#### CHALLENGE:
Return, copied in full, every line of the listing below that contains the word "ground".

#### RECORDS SHOWN:
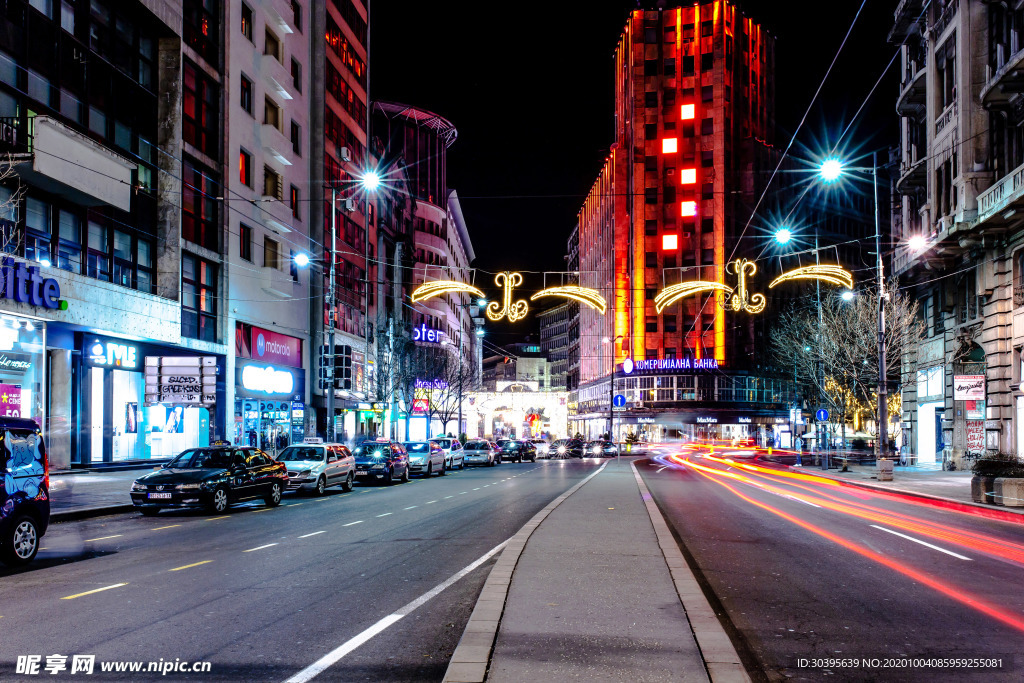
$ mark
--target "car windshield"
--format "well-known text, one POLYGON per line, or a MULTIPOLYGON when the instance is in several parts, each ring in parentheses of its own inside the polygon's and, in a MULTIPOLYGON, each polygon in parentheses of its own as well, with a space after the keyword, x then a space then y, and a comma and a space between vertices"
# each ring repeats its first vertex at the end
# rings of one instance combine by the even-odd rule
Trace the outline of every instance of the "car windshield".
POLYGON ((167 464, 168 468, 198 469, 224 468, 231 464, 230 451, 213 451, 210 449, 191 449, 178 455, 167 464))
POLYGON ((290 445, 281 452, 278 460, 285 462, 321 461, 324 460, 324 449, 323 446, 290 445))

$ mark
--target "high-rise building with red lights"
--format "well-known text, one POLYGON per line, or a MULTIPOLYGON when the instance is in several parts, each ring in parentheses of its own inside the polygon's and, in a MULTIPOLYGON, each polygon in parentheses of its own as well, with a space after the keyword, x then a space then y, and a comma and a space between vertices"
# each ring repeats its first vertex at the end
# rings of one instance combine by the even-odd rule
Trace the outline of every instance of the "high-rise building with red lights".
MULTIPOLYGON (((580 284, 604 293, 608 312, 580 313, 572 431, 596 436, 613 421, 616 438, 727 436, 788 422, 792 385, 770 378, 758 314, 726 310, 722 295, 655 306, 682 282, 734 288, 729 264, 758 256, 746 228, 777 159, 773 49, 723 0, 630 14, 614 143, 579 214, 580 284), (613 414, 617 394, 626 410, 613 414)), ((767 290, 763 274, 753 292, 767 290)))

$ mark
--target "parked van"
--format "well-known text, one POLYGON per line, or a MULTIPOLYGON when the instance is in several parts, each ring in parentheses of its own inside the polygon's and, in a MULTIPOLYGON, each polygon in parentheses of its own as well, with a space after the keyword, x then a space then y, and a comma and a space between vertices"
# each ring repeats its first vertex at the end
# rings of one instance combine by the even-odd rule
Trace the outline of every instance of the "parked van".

==

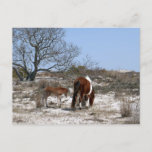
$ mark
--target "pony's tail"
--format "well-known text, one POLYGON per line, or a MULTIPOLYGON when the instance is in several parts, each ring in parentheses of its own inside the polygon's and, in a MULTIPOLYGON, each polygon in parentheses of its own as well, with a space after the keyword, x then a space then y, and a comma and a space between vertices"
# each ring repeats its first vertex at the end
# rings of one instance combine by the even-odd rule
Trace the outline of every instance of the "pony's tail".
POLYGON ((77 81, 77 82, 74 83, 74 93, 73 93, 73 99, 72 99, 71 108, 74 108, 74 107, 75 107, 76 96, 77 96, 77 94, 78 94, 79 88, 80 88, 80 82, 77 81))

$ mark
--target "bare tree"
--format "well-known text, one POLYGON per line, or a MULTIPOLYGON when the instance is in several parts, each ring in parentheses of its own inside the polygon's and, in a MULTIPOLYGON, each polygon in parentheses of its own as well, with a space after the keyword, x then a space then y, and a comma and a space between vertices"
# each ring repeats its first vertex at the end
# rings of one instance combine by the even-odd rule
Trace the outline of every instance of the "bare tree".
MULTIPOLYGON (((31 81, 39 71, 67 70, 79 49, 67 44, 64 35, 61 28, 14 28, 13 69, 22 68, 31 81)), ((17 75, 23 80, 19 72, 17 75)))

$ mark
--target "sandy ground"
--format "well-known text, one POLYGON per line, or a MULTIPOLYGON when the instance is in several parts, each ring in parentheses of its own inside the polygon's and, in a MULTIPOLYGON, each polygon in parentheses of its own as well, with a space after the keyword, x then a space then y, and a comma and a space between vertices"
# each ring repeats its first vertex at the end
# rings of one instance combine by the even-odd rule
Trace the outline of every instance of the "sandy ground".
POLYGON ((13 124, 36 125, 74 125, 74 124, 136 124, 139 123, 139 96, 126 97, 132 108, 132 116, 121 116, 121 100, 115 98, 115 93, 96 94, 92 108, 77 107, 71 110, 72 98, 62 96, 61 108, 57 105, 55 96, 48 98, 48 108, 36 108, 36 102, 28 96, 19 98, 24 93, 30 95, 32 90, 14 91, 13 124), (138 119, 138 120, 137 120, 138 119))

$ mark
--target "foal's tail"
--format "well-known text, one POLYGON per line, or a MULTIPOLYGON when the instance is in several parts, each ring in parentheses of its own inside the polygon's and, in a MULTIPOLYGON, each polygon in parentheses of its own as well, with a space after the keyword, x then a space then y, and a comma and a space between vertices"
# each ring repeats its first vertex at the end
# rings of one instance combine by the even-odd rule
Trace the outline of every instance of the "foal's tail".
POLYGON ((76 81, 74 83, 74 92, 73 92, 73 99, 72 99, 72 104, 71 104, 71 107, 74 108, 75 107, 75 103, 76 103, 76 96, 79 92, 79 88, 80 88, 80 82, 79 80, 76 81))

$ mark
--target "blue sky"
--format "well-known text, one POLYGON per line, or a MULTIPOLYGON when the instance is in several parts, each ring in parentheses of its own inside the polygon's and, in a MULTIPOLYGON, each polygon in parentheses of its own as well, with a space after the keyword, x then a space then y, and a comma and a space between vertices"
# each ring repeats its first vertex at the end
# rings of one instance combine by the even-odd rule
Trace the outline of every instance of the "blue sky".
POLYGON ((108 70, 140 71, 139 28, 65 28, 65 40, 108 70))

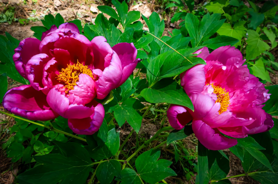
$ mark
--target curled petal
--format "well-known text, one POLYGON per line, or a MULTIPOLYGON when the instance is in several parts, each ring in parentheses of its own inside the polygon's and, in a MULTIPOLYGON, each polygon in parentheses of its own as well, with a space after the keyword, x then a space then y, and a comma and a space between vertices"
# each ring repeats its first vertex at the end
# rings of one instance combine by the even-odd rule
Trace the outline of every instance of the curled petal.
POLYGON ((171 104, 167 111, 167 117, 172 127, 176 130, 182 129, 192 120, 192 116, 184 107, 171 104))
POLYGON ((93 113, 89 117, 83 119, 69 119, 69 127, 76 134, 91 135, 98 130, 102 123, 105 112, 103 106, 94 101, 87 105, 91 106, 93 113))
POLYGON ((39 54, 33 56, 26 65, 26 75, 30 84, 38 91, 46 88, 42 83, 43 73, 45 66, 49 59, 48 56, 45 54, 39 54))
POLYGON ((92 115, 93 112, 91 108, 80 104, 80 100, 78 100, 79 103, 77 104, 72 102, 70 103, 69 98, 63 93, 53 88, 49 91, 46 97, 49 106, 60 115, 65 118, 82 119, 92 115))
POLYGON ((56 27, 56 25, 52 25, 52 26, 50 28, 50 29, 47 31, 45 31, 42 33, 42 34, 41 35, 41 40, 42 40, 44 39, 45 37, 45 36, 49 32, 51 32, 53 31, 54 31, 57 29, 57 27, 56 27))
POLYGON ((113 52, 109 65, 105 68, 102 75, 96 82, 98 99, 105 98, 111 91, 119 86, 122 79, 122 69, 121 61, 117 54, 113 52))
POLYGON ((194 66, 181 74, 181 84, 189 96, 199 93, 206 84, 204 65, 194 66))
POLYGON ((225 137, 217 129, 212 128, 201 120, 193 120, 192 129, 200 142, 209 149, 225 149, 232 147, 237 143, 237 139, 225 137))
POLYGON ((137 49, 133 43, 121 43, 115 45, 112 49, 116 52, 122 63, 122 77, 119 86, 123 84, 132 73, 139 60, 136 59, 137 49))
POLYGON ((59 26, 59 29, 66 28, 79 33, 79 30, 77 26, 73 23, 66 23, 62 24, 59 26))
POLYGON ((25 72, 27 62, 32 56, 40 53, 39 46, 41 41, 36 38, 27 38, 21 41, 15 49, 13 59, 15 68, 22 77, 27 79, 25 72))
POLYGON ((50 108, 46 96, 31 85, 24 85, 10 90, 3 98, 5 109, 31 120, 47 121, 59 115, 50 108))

#### TASK RESULT:
--target "sandy ground"
Trace the outline of every instance of the "sandy ground".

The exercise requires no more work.